(WHAT THE TASK ASKS) Copy every item below word for word, leaving out the pictures.

** start of EXERCISE INPUTS **

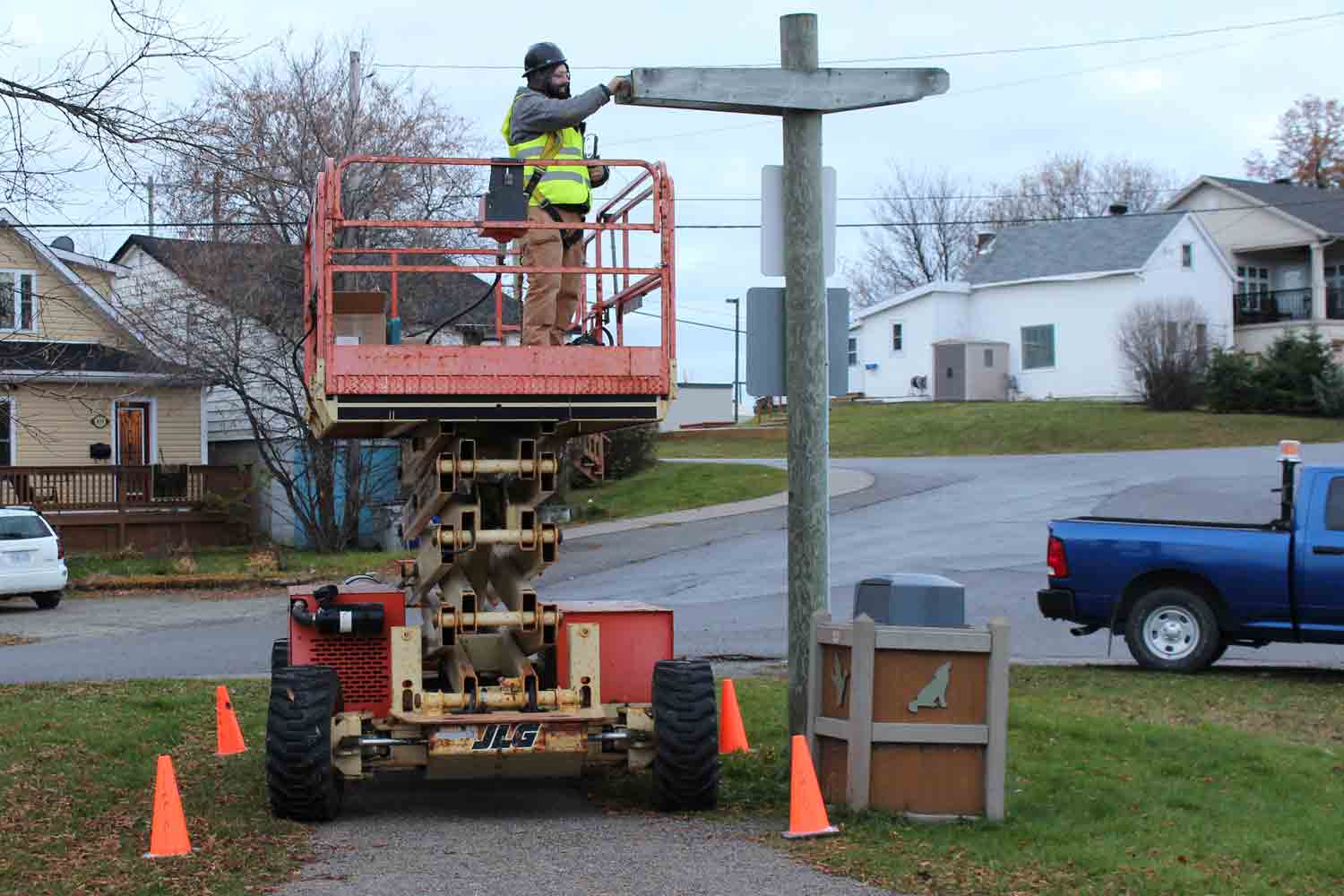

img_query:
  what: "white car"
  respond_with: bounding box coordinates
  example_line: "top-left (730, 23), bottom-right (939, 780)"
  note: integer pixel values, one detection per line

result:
top-left (0, 506), bottom-right (70, 610)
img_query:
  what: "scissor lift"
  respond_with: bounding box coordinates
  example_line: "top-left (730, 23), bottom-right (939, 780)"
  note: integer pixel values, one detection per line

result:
top-left (268, 156), bottom-right (718, 820)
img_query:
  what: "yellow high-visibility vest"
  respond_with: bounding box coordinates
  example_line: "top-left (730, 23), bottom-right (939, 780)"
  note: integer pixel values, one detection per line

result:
top-left (500, 97), bottom-right (591, 205)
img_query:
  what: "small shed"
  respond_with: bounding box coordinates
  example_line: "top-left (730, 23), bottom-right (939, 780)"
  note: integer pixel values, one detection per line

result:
top-left (933, 339), bottom-right (1008, 401)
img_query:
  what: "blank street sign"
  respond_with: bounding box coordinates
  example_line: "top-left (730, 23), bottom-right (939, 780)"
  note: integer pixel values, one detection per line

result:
top-left (747, 286), bottom-right (849, 396)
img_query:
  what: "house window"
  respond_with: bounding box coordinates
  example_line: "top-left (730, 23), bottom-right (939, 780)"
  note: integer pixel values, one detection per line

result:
top-left (0, 401), bottom-right (13, 466)
top-left (1021, 323), bottom-right (1055, 371)
top-left (1236, 264), bottom-right (1269, 312)
top-left (0, 270), bottom-right (38, 331)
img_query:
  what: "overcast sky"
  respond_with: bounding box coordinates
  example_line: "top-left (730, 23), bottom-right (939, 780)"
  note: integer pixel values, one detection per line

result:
top-left (0, 0), bottom-right (1344, 382)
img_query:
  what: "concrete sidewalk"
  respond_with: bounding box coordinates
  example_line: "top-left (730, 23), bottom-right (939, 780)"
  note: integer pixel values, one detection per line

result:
top-left (564, 458), bottom-right (874, 541)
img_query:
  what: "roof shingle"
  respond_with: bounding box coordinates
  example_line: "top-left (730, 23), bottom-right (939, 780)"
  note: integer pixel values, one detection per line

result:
top-left (967, 215), bottom-right (1182, 285)
top-left (1210, 177), bottom-right (1344, 235)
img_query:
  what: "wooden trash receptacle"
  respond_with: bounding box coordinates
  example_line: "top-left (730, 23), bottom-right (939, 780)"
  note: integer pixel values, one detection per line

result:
top-left (808, 613), bottom-right (1008, 821)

** end of EXERCISE INPUTS **

(TASK RESULT)
img_query:
  what: "white car"
  respond_with: bounding box coordinates
  example_line: "top-left (730, 23), bottom-right (939, 780)"
  note: integer pixel values, one detection per line

result:
top-left (0, 506), bottom-right (70, 610)
img_query:
  what: "scissor lift"
  respond_with: bounding box coordinates
  example_line: "top-left (730, 23), bottom-right (939, 780)"
  note: integer pixel values, one detection per line

result:
top-left (268, 156), bottom-right (718, 820)
img_query:
  what: "yellow high-visibility vest"
  respond_with: bounding box coordinates
  example_line: "top-left (730, 23), bottom-right (939, 780)"
  note: integer pixel values, one detection per line

result:
top-left (500, 97), bottom-right (591, 205)
img_query:
  what: "small shed"
  respond_with: bounding box coordinates
  example_line: "top-left (730, 23), bottom-right (939, 780)"
  note: integer pixel values, one detection per line

result:
top-left (933, 339), bottom-right (1008, 401)
img_query:
  what: "blank street sign"
  respond_with: bounding box coordinates
  example_line: "top-left (730, 23), bottom-right (939, 780)"
  note: integer pixel values, one detection per line

result:
top-left (747, 286), bottom-right (849, 396)
img_query:
  what: "house window"
  respond_with: bounding box coordinates
  example_line: "top-left (730, 23), bottom-right (939, 780)"
  note: integer pixel values, one detection per line

result:
top-left (0, 401), bottom-right (13, 466)
top-left (1021, 323), bottom-right (1055, 371)
top-left (1236, 264), bottom-right (1269, 312)
top-left (0, 270), bottom-right (38, 331)
img_query:
  what: "overcast sky"
  respond_with: bounding box coordinates
  example_line: "top-left (730, 23), bottom-right (939, 780)"
  note: integer pixel values, one detection per line

result:
top-left (0, 0), bottom-right (1344, 382)
img_query:
  what: "concrete sidewalk"
  respond_with: bounding box coordinates
  example_line: "top-left (730, 23), bottom-right (939, 780)"
  note: integer pixel values, one detection per line

result:
top-left (564, 458), bottom-right (874, 541)
img_query:
  what: "roof shingle"
  respond_with: bounding box coordinates
  example_line: "top-left (730, 23), bottom-right (939, 780)"
  note: integer pixel values, one detection per line

result:
top-left (967, 215), bottom-right (1182, 285)
top-left (1210, 177), bottom-right (1344, 235)
img_query:
  what: "wooden trash receptacle"
  respond_with: bounding box coordinates
  example_line: "top-left (730, 23), bottom-right (939, 780)"
  note: integer pixel values, one detection per line

result:
top-left (808, 613), bottom-right (1008, 821)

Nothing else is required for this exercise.